- WHAT IS EXPECTED -
Transfer only the lines from the one containing "[point] at the concrete" through the last line, both included, reproducing every line with the requests intact. Add -81 to each number in the answer coordinates.

- SUPPLIED RECORDS -
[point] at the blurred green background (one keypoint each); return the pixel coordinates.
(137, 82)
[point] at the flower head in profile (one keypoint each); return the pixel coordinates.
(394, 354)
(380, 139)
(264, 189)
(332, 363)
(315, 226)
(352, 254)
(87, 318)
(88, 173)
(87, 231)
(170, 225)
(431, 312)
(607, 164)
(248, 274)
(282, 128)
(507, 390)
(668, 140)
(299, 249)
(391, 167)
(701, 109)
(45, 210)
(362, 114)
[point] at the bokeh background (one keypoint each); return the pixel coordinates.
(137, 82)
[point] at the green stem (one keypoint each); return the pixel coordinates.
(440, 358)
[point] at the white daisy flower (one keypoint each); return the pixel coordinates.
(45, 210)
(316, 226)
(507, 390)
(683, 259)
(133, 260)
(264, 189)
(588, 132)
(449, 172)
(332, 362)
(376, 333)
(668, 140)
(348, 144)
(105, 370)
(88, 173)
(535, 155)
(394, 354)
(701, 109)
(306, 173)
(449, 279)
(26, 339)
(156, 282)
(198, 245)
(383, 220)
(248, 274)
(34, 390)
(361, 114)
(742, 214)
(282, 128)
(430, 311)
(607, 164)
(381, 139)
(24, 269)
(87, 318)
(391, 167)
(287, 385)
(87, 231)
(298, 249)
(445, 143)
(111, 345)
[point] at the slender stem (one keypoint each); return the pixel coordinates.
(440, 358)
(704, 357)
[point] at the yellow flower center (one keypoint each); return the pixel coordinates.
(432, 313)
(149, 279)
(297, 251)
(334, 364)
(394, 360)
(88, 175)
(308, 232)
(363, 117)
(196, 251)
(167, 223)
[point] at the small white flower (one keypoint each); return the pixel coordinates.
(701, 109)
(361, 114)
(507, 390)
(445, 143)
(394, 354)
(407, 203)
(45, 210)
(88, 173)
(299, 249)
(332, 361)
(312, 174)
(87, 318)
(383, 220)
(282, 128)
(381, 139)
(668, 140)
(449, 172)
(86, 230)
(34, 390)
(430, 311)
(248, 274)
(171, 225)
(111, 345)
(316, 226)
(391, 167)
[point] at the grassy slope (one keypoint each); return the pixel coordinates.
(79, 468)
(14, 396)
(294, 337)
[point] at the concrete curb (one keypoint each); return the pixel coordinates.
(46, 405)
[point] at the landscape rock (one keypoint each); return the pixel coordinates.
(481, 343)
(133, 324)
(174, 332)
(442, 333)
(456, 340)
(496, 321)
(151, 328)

- EXERCISE SOLUTION -
[point] at the concrete curb (one keypoint each); return the pixel coordinates.
(-35, 324)
[point] at the landscape rock (one keypoint each); return the pixel coordinates.
(400, 262)
(52, 243)
(93, 251)
(361, 252)
(375, 259)
(415, 240)
(70, 247)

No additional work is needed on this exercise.